Fragmento de origen:
▬▬▬▬▬▬
No es que hubieran escaseado otras figuras dignas de competir con el señor Hudson por la atención del público en la FIL. Aunque las ausencias sensibles menudearon este año (a las de Mario Vargas Llosa y Carlos Fuentes fueron sumándose las de José Balza, Fernando Arrabal y José Agustín, y éstas aparte de las de los muertos que ya sabíamos: Carlos Monsiváis, Tomás Eloy Martínez, José Saramago, otrora infaltables), lo cierto es que hubo presencias llamativas, cómo no —y otra cosa es que esas presencias fueran, por ejemplo, la reportera papal Valentina Alazraki, un hijo de Christian Bach y Humberto Zurita que se desplazaba entre hordas de chamacas ensordecedoras, el ya mencionado Verdaguer promocionando un libro de L. Ron Hubbard, la actriz Consuelo Duval (famosa, parece, por hacer de patiño de Eugenio Derbez), etcétera.
▬▬▬▬▬▬
Consigna: Por favor, reproduce palabra por palabra el fragmento sobre la FIL, comenzando en "No es que hubieran" y terminando en "Eugenio Derbez), etcétera.".
▬▬▬▬▬▬
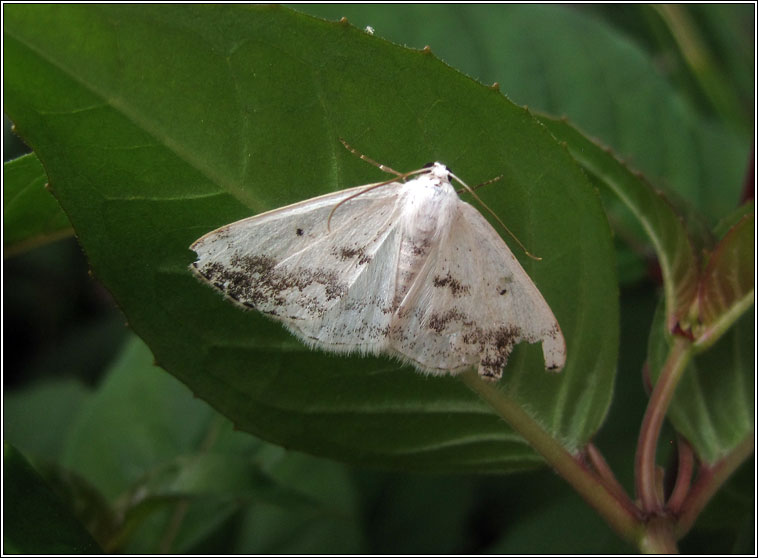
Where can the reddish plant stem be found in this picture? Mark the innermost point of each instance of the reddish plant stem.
(683, 476)
(606, 476)
(663, 392)
(709, 480)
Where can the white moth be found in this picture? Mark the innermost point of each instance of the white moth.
(402, 268)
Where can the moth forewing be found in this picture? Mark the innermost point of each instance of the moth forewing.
(405, 269)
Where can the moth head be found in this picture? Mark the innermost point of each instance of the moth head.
(438, 170)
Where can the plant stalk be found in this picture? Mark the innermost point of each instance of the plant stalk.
(584, 482)
(663, 392)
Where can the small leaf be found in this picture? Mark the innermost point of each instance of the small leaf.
(31, 215)
(713, 406)
(35, 520)
(664, 228)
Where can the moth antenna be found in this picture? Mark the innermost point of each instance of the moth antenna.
(477, 198)
(382, 167)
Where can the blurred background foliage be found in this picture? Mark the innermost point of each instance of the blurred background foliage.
(685, 93)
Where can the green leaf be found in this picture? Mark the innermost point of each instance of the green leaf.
(563, 60)
(31, 215)
(713, 406)
(169, 122)
(727, 285)
(656, 216)
(177, 471)
(36, 419)
(35, 520)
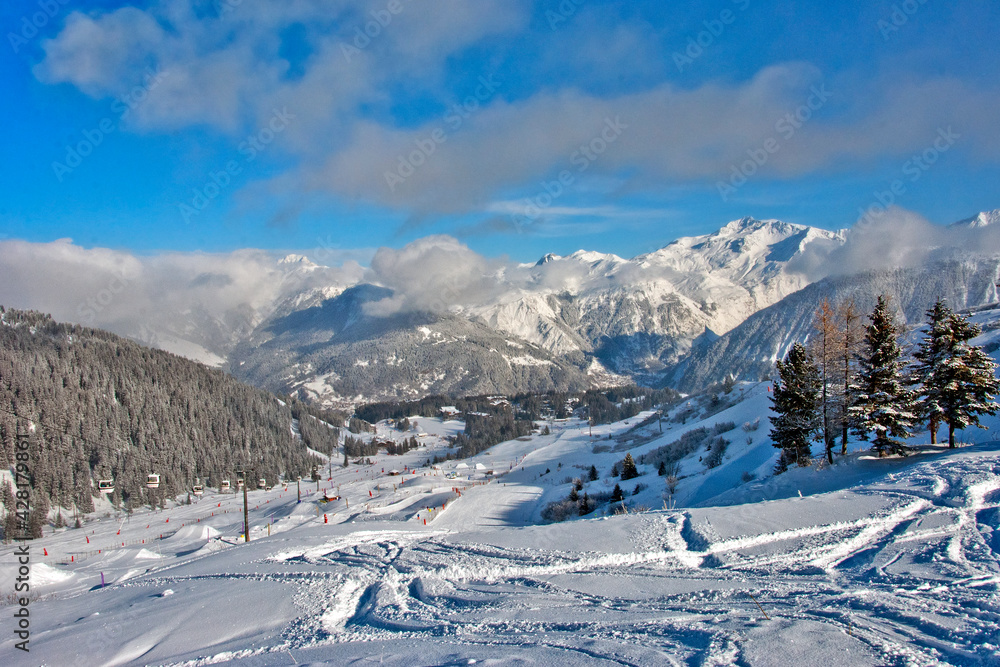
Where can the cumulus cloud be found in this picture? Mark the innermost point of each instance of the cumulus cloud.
(895, 238)
(156, 295)
(435, 274)
(230, 72)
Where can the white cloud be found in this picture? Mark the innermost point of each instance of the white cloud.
(130, 294)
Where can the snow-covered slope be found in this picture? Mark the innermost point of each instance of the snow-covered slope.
(867, 562)
(748, 352)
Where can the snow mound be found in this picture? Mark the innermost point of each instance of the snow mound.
(46, 575)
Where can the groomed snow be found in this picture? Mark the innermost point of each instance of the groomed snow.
(867, 562)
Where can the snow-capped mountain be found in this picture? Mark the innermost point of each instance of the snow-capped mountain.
(638, 315)
(584, 319)
(688, 314)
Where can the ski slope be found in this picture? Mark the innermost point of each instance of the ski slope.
(867, 562)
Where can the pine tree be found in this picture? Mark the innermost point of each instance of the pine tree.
(926, 373)
(617, 496)
(850, 336)
(880, 403)
(629, 471)
(796, 402)
(961, 383)
(824, 349)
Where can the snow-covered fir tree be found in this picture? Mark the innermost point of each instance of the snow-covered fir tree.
(796, 402)
(881, 404)
(958, 380)
(629, 470)
(930, 354)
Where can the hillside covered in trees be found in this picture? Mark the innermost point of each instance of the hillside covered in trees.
(94, 405)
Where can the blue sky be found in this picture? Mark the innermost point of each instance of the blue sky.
(518, 127)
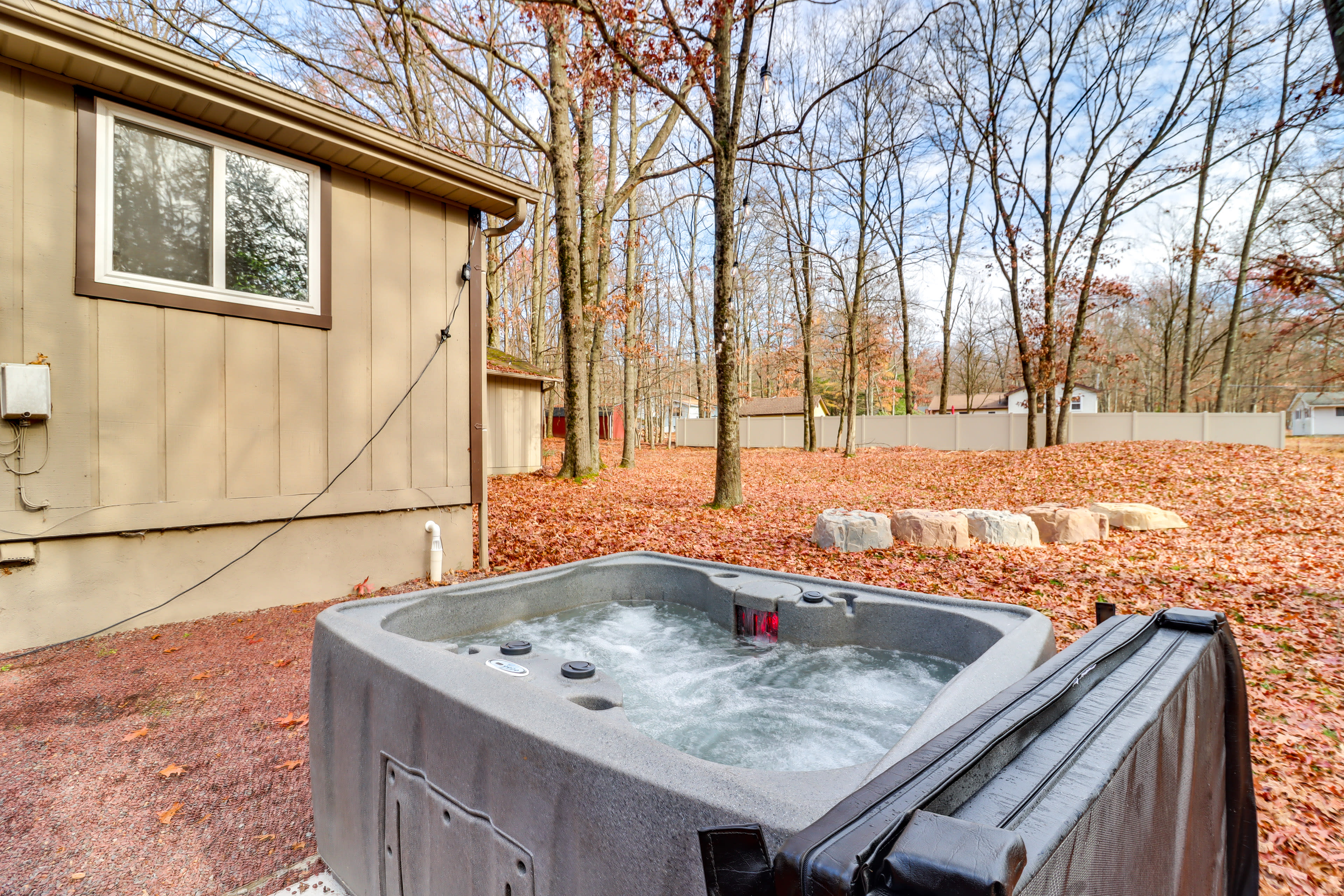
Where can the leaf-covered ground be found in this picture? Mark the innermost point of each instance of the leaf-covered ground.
(1267, 546)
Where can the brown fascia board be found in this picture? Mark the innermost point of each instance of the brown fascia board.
(85, 50)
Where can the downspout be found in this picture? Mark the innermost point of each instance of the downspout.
(480, 491)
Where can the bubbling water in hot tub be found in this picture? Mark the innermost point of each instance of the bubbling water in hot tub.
(779, 707)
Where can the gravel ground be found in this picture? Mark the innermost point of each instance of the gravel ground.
(103, 739)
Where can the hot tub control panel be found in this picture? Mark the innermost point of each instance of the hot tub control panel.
(568, 678)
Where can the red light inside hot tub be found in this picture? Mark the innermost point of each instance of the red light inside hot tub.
(758, 624)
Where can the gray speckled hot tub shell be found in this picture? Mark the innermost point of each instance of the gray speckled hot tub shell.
(437, 774)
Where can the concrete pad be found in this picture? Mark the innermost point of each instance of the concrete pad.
(316, 886)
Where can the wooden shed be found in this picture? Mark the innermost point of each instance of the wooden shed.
(234, 287)
(515, 393)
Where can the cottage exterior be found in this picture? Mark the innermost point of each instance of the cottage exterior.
(213, 370)
(1316, 414)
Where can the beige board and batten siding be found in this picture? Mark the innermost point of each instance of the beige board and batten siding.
(168, 418)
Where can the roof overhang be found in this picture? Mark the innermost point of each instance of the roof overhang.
(512, 375)
(80, 49)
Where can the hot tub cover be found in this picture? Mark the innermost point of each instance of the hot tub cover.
(1120, 766)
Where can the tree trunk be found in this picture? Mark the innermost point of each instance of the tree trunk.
(1198, 241)
(952, 281)
(810, 421)
(726, 115)
(634, 306)
(541, 258)
(579, 452)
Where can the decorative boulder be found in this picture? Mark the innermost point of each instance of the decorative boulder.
(851, 530)
(1065, 524)
(932, 528)
(1139, 516)
(1000, 527)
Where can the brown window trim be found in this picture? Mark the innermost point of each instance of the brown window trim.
(86, 232)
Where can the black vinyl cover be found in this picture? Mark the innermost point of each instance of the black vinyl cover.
(1119, 768)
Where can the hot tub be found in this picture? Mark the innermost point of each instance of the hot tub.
(454, 765)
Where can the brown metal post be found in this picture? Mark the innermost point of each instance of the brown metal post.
(476, 290)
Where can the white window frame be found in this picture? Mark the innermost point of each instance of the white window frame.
(108, 113)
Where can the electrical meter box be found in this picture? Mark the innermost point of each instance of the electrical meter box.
(25, 391)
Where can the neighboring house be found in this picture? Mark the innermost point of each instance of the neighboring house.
(611, 422)
(1015, 402)
(978, 404)
(780, 406)
(1083, 399)
(234, 287)
(514, 393)
(1316, 414)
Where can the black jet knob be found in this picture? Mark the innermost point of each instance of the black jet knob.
(579, 670)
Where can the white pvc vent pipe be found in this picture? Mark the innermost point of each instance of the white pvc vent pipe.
(436, 553)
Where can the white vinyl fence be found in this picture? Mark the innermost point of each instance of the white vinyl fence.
(992, 432)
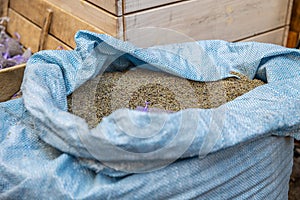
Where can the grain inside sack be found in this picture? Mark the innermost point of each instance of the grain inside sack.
(161, 92)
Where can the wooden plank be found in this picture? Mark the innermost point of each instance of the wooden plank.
(3, 8)
(274, 37)
(11, 79)
(136, 5)
(113, 6)
(228, 20)
(295, 21)
(63, 25)
(30, 33)
(289, 12)
(89, 13)
(292, 39)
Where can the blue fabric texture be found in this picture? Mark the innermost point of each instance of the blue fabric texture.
(238, 150)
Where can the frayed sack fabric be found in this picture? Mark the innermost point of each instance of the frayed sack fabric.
(239, 150)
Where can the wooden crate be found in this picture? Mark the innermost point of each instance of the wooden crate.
(46, 24)
(11, 79)
(294, 33)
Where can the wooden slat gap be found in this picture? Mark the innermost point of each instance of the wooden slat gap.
(260, 33)
(153, 7)
(45, 29)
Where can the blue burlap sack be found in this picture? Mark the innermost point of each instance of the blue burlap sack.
(240, 150)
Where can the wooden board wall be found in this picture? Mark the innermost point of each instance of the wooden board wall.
(274, 37)
(229, 20)
(112, 6)
(3, 8)
(30, 33)
(102, 20)
(136, 5)
(294, 33)
(63, 26)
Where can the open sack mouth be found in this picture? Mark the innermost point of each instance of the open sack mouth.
(271, 108)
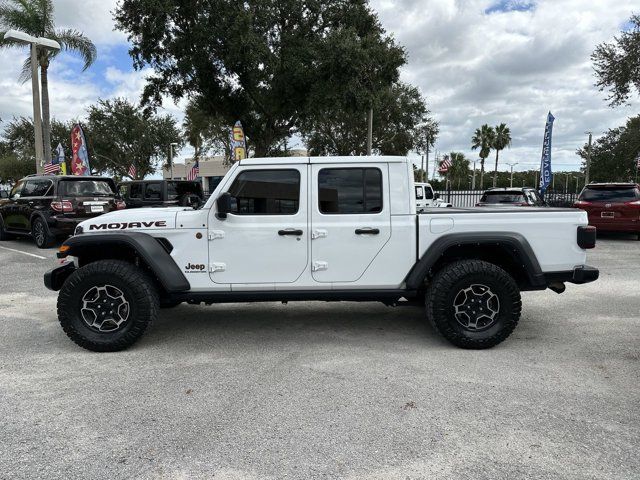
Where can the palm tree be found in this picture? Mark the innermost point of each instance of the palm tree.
(459, 170)
(426, 138)
(483, 139)
(501, 140)
(36, 18)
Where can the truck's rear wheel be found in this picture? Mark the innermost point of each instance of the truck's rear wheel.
(473, 304)
(107, 305)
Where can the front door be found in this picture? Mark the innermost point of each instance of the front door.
(265, 238)
(350, 221)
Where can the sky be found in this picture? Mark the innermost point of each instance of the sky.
(475, 61)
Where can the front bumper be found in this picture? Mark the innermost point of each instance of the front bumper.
(55, 278)
(579, 275)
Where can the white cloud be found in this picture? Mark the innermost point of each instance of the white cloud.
(509, 67)
(473, 68)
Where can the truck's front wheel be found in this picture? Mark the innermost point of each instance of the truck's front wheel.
(107, 305)
(473, 304)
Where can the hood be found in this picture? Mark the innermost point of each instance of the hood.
(141, 219)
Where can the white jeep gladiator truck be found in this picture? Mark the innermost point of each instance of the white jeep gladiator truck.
(326, 228)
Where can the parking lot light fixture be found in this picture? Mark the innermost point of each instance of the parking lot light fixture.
(34, 43)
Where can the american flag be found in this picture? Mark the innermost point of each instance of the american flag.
(445, 165)
(52, 168)
(194, 172)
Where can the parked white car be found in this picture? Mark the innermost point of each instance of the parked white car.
(344, 228)
(427, 198)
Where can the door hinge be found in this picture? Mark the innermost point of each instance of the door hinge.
(217, 267)
(318, 234)
(317, 266)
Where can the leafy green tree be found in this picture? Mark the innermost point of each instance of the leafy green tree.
(272, 64)
(614, 155)
(617, 64)
(342, 131)
(501, 140)
(426, 135)
(36, 17)
(483, 139)
(120, 134)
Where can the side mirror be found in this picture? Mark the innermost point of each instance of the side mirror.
(224, 205)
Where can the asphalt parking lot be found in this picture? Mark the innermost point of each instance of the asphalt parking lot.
(315, 390)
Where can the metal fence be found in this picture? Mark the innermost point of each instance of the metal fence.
(469, 198)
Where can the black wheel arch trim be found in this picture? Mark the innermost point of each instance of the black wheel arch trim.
(147, 247)
(515, 243)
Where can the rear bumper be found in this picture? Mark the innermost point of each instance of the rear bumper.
(579, 275)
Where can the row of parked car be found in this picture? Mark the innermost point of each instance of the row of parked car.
(49, 207)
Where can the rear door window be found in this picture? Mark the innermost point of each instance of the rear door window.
(153, 191)
(610, 194)
(135, 190)
(37, 188)
(502, 197)
(350, 190)
(266, 192)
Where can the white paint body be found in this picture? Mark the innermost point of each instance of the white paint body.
(245, 252)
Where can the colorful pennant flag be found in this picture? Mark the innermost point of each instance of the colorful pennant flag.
(80, 158)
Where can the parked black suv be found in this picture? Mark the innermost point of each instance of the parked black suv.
(511, 197)
(47, 206)
(161, 193)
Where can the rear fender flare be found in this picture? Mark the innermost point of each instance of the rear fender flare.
(518, 247)
(152, 253)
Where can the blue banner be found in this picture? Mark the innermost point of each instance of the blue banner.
(546, 174)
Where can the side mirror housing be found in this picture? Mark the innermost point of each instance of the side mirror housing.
(223, 203)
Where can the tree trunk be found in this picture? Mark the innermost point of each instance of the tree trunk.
(46, 121)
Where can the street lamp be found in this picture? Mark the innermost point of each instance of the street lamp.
(171, 145)
(47, 44)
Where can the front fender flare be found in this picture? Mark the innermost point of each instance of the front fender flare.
(150, 251)
(517, 246)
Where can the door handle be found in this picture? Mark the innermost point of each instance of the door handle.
(367, 231)
(290, 231)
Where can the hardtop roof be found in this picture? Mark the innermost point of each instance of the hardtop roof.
(322, 160)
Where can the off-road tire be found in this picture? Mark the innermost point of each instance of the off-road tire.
(459, 276)
(40, 233)
(138, 289)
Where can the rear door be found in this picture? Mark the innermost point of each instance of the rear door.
(264, 240)
(350, 219)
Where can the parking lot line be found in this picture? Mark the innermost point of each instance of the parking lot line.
(26, 253)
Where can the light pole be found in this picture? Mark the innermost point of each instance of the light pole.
(511, 181)
(34, 43)
(586, 171)
(171, 145)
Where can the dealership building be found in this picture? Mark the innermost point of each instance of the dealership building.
(212, 169)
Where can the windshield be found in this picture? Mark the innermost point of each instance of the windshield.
(610, 194)
(502, 197)
(87, 188)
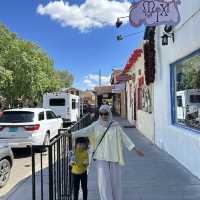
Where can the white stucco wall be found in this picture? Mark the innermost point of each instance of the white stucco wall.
(145, 120)
(183, 144)
(145, 124)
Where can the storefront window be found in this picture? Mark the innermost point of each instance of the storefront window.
(186, 93)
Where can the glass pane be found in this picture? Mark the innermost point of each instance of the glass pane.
(187, 82)
(17, 117)
(57, 102)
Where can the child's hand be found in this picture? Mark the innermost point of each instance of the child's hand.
(85, 162)
(139, 152)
▬▬▬▬▬▬
Respuesta:
No es que hubieran escaseado otras figuras dignas de competir con el señor Hudson por la atención del público en la FIL. Aunque las ausencias sensibles menudearon este año (a las de Mario Vargas Llosa y Carlos Fuentes fueron sumándose las de José Balza, Fernando Arrabal y José Agustín, y éstas aparte de las de los muertos que ya sabíamos: Carlos Monsiváis, Tomás Eloy Martínez, José Saramago, otrora infaltables), lo cierto es que hubo presencias llamativas, cómo no —y otra cosa es que esas presencias fueran, por ejemplo, la reportera papal Valentina Alazraki, un hijo de Christian Bach y Humberto Zurita que se desplazaba entre hordas de chamacas ensordecedoras, el ya mencionado Verdaguer promocionando un libro de L. Ron Hubbard, la actriz Consuelo Duval (famosa, parece, por hacer de patiño de Eugenio Derbez), etcétera.